### RECORD LIST

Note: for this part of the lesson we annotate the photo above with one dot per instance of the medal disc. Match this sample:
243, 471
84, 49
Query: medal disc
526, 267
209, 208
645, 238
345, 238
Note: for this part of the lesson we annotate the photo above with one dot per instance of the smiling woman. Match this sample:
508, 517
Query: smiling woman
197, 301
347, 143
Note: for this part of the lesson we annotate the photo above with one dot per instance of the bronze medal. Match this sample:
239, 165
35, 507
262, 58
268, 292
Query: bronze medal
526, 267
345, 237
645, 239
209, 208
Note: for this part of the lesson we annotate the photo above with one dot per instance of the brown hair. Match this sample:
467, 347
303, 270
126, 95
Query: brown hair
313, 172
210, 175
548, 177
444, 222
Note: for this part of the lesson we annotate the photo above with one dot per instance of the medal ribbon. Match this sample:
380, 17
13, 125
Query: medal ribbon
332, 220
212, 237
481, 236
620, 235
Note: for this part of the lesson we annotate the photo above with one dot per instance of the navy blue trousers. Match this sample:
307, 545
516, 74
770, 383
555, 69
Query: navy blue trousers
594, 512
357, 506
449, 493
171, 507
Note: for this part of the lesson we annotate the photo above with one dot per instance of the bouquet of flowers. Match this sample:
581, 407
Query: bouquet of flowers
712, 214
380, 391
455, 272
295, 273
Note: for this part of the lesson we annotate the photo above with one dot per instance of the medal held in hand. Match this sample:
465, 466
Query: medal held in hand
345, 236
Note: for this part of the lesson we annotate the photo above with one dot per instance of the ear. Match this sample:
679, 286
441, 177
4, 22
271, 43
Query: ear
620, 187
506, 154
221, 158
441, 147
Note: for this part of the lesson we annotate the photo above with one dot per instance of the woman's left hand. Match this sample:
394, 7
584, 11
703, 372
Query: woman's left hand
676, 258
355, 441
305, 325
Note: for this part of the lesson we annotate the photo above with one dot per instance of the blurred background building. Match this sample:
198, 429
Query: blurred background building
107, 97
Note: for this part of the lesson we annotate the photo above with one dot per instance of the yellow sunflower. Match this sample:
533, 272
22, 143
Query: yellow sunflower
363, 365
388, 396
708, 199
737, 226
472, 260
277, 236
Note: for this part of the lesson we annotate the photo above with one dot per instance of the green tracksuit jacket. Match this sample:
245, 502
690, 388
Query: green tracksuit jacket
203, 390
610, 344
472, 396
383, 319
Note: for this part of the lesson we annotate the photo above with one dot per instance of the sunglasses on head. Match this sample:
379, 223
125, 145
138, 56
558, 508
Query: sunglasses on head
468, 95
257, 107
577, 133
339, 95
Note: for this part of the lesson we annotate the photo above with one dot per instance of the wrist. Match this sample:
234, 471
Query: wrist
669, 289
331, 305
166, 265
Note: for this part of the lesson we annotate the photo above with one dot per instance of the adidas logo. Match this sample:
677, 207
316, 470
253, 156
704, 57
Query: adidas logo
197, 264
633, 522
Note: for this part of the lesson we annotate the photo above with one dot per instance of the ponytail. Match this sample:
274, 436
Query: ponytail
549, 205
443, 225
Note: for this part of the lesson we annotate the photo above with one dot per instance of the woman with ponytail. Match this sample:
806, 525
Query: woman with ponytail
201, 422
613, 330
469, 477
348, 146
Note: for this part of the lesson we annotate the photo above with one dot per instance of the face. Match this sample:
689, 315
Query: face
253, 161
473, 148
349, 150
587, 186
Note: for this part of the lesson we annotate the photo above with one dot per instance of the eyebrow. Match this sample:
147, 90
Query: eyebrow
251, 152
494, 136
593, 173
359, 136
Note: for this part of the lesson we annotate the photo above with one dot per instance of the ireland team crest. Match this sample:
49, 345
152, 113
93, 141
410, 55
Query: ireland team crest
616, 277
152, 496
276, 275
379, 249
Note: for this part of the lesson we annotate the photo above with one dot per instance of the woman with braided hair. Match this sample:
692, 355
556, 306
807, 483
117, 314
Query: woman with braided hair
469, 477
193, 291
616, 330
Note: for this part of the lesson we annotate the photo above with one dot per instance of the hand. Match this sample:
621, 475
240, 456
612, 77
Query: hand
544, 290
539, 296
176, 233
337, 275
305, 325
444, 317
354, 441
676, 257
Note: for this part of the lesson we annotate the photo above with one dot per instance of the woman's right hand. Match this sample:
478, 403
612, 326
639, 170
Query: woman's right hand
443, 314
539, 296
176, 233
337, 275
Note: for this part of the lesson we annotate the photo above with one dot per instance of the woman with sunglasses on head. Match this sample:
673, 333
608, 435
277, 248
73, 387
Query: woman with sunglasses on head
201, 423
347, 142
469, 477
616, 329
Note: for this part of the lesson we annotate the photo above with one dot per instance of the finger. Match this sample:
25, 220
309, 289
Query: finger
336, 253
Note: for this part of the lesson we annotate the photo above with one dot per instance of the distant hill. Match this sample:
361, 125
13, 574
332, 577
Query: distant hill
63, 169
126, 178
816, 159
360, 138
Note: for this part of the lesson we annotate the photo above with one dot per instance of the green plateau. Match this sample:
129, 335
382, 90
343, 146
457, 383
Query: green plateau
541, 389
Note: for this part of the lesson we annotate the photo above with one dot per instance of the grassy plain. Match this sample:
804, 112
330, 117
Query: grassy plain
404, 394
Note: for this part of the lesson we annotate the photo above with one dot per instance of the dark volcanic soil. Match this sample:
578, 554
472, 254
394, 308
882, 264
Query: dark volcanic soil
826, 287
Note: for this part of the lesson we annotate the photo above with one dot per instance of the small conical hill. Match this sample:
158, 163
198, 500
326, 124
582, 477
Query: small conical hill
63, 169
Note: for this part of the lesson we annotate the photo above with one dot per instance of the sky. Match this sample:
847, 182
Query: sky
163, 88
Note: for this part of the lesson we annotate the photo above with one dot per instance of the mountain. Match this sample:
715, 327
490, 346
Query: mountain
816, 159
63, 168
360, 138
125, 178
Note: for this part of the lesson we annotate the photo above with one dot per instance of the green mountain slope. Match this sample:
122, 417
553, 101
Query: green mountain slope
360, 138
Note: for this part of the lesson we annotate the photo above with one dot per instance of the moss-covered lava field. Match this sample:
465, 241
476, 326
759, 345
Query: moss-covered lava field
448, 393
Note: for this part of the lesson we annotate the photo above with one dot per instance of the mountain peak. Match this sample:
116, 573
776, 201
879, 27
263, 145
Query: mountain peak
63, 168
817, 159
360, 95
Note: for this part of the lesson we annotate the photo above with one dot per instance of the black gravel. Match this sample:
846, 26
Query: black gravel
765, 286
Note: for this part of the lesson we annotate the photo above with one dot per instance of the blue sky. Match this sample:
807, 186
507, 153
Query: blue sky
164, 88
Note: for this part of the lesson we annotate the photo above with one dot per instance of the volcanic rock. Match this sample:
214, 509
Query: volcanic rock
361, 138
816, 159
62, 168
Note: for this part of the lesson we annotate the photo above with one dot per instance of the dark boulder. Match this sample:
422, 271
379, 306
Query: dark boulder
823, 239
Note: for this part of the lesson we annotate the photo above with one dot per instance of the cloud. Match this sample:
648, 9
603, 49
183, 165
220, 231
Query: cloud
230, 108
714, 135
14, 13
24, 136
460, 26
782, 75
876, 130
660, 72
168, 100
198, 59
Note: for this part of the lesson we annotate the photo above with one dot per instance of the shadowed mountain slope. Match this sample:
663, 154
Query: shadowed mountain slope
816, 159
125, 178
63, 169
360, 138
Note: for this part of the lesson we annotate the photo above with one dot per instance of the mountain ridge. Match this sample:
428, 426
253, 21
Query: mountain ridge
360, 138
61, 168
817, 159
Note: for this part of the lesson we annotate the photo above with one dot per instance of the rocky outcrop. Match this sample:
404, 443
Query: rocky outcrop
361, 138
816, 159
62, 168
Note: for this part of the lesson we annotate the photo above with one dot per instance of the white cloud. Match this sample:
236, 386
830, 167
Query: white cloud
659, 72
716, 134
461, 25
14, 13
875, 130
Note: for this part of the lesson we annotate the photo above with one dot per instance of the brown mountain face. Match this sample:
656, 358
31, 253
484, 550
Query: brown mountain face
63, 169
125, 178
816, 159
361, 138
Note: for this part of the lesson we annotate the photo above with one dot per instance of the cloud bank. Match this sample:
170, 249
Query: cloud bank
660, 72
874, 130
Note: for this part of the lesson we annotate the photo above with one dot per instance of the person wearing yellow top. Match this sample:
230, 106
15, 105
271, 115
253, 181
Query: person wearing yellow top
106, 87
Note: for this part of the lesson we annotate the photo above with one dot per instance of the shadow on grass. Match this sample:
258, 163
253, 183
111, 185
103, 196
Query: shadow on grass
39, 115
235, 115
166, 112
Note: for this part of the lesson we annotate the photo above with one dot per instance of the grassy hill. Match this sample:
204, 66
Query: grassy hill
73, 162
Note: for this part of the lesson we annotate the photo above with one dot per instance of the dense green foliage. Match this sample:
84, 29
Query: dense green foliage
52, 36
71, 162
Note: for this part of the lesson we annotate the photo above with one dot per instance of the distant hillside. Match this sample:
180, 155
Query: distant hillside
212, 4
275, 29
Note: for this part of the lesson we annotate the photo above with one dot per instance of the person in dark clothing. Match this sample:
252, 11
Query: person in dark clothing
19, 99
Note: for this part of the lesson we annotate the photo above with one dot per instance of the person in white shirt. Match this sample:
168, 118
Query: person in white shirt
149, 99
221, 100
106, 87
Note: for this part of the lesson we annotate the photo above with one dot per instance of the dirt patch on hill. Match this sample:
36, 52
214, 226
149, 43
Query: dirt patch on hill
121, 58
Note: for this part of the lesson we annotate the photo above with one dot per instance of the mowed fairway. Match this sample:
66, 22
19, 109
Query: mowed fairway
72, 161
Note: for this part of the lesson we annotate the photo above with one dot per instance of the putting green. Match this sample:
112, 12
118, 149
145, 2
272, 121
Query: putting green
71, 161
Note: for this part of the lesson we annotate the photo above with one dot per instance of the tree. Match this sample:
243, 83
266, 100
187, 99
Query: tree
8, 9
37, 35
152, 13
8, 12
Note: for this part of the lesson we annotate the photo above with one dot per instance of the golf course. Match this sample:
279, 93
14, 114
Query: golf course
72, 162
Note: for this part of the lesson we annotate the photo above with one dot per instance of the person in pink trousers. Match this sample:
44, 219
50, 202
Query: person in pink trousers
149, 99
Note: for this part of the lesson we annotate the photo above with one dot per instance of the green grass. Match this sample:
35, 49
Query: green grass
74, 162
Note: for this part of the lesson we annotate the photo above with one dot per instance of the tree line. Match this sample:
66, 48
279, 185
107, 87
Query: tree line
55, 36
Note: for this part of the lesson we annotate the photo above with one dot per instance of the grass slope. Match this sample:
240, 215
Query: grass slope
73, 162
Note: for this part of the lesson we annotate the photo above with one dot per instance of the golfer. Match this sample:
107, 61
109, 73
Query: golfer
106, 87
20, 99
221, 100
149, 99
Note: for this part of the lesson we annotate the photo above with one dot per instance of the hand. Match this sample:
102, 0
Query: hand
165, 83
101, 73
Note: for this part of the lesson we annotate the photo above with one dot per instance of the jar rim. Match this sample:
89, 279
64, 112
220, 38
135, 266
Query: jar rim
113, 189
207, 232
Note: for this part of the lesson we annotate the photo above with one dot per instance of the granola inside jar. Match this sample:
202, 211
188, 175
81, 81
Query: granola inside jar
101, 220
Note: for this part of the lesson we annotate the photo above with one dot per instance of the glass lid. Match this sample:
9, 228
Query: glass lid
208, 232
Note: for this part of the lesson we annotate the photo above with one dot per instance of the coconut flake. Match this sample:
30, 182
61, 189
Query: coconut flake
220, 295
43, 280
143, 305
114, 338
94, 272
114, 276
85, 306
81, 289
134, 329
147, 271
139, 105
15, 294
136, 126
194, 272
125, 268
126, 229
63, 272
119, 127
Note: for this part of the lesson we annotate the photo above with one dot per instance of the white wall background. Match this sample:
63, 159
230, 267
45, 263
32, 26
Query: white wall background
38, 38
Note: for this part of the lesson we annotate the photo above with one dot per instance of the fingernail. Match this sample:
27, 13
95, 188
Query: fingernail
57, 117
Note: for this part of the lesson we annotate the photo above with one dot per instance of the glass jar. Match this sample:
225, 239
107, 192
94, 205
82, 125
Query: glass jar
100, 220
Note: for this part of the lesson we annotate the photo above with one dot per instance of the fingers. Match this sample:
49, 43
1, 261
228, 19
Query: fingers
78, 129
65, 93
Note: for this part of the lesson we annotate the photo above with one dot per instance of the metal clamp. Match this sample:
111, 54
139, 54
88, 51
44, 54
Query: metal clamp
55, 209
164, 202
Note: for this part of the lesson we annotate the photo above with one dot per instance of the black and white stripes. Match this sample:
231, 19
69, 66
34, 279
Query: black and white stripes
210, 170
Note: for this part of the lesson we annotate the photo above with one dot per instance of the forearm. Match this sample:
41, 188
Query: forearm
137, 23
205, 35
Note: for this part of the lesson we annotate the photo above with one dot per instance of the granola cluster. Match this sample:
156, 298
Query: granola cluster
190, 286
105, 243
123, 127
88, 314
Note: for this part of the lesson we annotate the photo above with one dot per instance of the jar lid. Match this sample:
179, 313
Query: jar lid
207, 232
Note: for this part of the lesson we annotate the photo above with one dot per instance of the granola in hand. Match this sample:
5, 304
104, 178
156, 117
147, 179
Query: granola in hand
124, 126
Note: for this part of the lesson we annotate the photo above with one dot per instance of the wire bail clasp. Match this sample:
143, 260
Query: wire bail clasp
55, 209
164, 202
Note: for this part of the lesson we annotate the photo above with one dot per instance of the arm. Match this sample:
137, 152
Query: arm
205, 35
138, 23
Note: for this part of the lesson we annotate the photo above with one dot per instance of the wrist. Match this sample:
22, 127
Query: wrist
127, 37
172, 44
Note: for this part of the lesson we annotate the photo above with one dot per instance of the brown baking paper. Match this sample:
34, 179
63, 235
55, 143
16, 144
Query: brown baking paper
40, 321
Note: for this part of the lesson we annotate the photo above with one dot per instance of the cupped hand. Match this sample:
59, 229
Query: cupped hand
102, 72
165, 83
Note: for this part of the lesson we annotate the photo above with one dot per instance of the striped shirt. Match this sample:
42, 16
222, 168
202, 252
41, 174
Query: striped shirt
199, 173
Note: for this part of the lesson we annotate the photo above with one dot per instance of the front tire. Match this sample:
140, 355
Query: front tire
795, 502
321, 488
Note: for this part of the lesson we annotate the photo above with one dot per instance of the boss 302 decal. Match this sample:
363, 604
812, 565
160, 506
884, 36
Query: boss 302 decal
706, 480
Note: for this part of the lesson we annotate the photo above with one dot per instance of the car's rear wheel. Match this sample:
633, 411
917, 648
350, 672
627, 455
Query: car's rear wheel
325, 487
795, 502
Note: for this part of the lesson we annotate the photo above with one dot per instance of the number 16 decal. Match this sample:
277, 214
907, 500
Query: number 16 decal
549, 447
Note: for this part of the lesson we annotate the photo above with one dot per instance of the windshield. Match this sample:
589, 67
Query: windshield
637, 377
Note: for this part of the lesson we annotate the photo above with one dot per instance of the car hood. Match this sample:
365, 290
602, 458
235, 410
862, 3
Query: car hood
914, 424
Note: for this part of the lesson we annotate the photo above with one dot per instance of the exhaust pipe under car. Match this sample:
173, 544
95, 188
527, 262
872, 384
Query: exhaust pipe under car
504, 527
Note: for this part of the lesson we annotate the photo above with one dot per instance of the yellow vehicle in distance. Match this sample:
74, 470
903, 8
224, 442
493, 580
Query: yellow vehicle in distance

### OBJECTIVE
Your answer should consist only of the lines from the one with "of the number" through the end of the data above, reproduced exactly.

### RESPONSE
Note: for this part of the lesson we annotate the photo above with one dot per instance of the number 16 decal. Match this sample:
277, 214
907, 500
Query: number 16 decal
549, 447
Note: for this part of the lesson we annotate the photo above with one dot per instance of the windshield. Match this sample:
589, 67
Query: windshield
637, 377
Note: for this part of the lesson we annotate the photo above with one dot per instance of the car hood. Match this sample:
365, 290
602, 458
235, 410
862, 3
Query: car hood
914, 424
Note: for this part of the lesson we annotate the photo above with one dot per instance of the exhaust pipe under car. Match this sample:
173, 544
95, 188
527, 262
872, 384
Query: exhaust pipe under car
504, 527
Note: for this part of the lesson we annotate the photo above with one dot per instance of the yellow vehicle in distance. Match this sample:
74, 470
903, 8
224, 442
493, 580
Query: yellow vehicle in distance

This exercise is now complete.